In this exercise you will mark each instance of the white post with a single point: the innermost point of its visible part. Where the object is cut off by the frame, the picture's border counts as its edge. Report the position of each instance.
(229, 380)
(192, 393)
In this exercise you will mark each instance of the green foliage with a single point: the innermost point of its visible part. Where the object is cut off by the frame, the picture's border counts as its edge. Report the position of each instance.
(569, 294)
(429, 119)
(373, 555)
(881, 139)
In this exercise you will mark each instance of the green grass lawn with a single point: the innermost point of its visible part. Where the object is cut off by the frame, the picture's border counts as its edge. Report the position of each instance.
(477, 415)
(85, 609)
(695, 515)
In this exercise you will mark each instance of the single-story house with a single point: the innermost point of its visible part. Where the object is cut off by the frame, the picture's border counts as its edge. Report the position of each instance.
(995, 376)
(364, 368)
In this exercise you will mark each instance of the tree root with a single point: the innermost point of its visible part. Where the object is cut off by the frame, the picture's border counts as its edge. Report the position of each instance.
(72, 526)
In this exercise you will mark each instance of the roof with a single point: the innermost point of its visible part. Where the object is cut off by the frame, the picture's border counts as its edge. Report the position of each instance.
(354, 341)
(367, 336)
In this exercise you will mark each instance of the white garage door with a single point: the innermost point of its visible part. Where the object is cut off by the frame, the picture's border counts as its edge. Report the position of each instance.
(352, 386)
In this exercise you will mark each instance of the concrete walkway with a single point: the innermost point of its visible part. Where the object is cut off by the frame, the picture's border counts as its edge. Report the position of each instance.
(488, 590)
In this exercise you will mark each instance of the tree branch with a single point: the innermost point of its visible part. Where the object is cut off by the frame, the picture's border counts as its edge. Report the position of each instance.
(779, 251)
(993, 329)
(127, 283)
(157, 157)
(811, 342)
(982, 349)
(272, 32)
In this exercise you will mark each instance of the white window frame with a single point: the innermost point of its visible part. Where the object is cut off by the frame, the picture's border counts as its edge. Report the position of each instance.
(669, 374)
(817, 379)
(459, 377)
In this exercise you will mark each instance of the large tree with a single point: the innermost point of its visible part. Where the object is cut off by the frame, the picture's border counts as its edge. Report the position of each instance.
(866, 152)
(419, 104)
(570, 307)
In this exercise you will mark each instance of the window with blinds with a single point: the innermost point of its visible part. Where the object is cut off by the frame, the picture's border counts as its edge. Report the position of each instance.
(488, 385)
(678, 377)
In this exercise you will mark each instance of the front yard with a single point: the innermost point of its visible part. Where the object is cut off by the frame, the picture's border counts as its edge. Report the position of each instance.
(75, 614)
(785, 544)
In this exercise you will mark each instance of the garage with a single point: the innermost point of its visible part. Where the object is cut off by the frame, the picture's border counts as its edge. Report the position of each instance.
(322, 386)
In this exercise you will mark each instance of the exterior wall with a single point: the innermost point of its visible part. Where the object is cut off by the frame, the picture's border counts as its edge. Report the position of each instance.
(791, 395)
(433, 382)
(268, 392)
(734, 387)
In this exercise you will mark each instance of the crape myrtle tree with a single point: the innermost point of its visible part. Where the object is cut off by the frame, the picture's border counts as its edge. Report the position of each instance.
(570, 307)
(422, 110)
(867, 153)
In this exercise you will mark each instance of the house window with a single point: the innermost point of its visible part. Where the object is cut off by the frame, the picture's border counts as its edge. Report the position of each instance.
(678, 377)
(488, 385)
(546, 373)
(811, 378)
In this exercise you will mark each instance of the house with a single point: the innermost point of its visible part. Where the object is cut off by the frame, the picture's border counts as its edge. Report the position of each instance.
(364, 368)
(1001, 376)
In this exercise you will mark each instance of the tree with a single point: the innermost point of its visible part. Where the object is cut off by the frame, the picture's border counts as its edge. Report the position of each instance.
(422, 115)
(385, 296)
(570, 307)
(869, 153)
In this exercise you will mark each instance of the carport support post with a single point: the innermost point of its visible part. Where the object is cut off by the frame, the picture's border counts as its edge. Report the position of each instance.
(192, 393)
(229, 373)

▶ **TO DO**: Please reproduce the entire listing, exactly as shown.

▶ **EXPECTED ANSWER**:
In this exercise you will mark each instance of the white post with a single point: the innermost point of its visible part. Where the object is cut off by the frame, the picture's border counts as its edge. Report the position of each instance.
(229, 380)
(192, 393)
In this exercise you will mark each instance of the green foliage with a single point: the innermost point of its visible part. Where the object is cut off by the frame, the picture's border counts as its edge. Report the position of each instance.
(569, 294)
(429, 119)
(373, 555)
(881, 139)
In this exercise you will mark each instance of the green grass lawn with a single point: the innermost point of its visible part. Where the object is cut off by the frame, the picture's border counts as its edge. Report the position of each instance.
(477, 415)
(85, 609)
(695, 515)
In this exercise you will mark each instance of the single-story house with a single point: the innermost point of its visible part. Where the object is cut off by the frame, the picture's border counts as its edge. Report the position of each instance.
(995, 376)
(364, 368)
In this exercise you will mark each instance of the tree root with a single point: the innermost point of its visible part. Where the object is cut off by the frame, the picture's border counts as its edge. Report the position of each instance.
(72, 526)
In this exercise you will mark each instance of the roof with a single point: the innermost point of its visible part. Where the object is cut off by the frame, the picture's border counts as its edge. Report the position of each instance.
(354, 341)
(367, 336)
In this exercise you will mark each instance of the white garage door with a single point: the innermost point of its visible part. Where the object is cut off by the frame, the picture's border counts as its edge. Report the position of each instance.
(352, 386)
In this exercise you will mark each instance of the concrete walkway with a single point: the innermost point of its visible part. Where the object is cut off by the frame, the picture's border counts as its edge. Report the position of each instance.
(488, 590)
In this exercise you will mark each instance of the tree branch with a single point: the innermost point of its visible part. Where the object is cut off by the frame, the picture's border counts as its edge. Report the position of each instance.
(779, 251)
(993, 329)
(127, 283)
(157, 157)
(811, 342)
(982, 349)
(272, 32)
In this exercise you will mark each instance of the white window frame with a single point: the innermost point of its visible part. Where the object is cut off by the frame, the picture's border counts as its edge. Report the position of each instance.
(669, 374)
(817, 379)
(459, 377)
In this exercise you will mark each instance of the large tree with a single point: the innermost point of its visible part. Where the object is cut off by the frame, the picture's border counts as its edge. Report the position of each instance.
(866, 152)
(419, 104)
(570, 307)
In this exercise you will mark each instance of the window with blinds with a single point: the innermost point of its visible part. Where the object is cut off by the frame, the picture's border counts as its edge. Report the position of each instance.
(488, 385)
(678, 377)
In this exercise you will mark each instance of the front yard with a single point: the innermost point of its visible part. Where the object is cut off by the frame, the picture's border counts as its edge. Report the position of each instance.
(75, 614)
(785, 544)
In this exercise you will mark each instance of the garage with a single point: the innermost point of its visible part. Where the object is cut off by the frame, the picture's border counts as its edge. Report the position of each instance.
(322, 386)
In this exercise you will mark each instance of the exterior wall with a single point: the innermost point of its visible part. Where the object is cut off by the frame, the picture's border counts as its edge. Report the position of each instance.
(791, 395)
(433, 382)
(268, 392)
(734, 387)
In this exercise you will mark each instance of the crape myrtle tree with a single point: the innermost point of its visible part. Where the object is cut off by the frame, the picture's border counts as its edge. Report the position of each instance.
(570, 307)
(422, 110)
(867, 153)
In this exercise you will mark each instance of the house window with a single point: the innermost point of its visible part. Where the object is cut off by the frame, the picture's border counts as its edge. Report the position of each instance.
(678, 377)
(488, 385)
(546, 373)
(811, 378)
In this exercise you will mark each instance of the house with a single point: the innermost point of its visible part. Where the object is cut off by the frame, the picture's border counts as its edge. Report the position of each instance.
(364, 368)
(1001, 376)
In this exercise you will mark each instance of the tree with a single point: the innermost point of its visible part. Where the object is cut off by the frame, the picture's border counts as its edge. Report the position of each instance.
(422, 115)
(385, 296)
(570, 307)
(869, 153)
In this exercise you will mark each instance of the carport support post with a single point: the innermost point of its visible part. Where the object is cut off by the frame, the picture's border counts as its edge. Report the position of each instance.
(192, 393)
(229, 373)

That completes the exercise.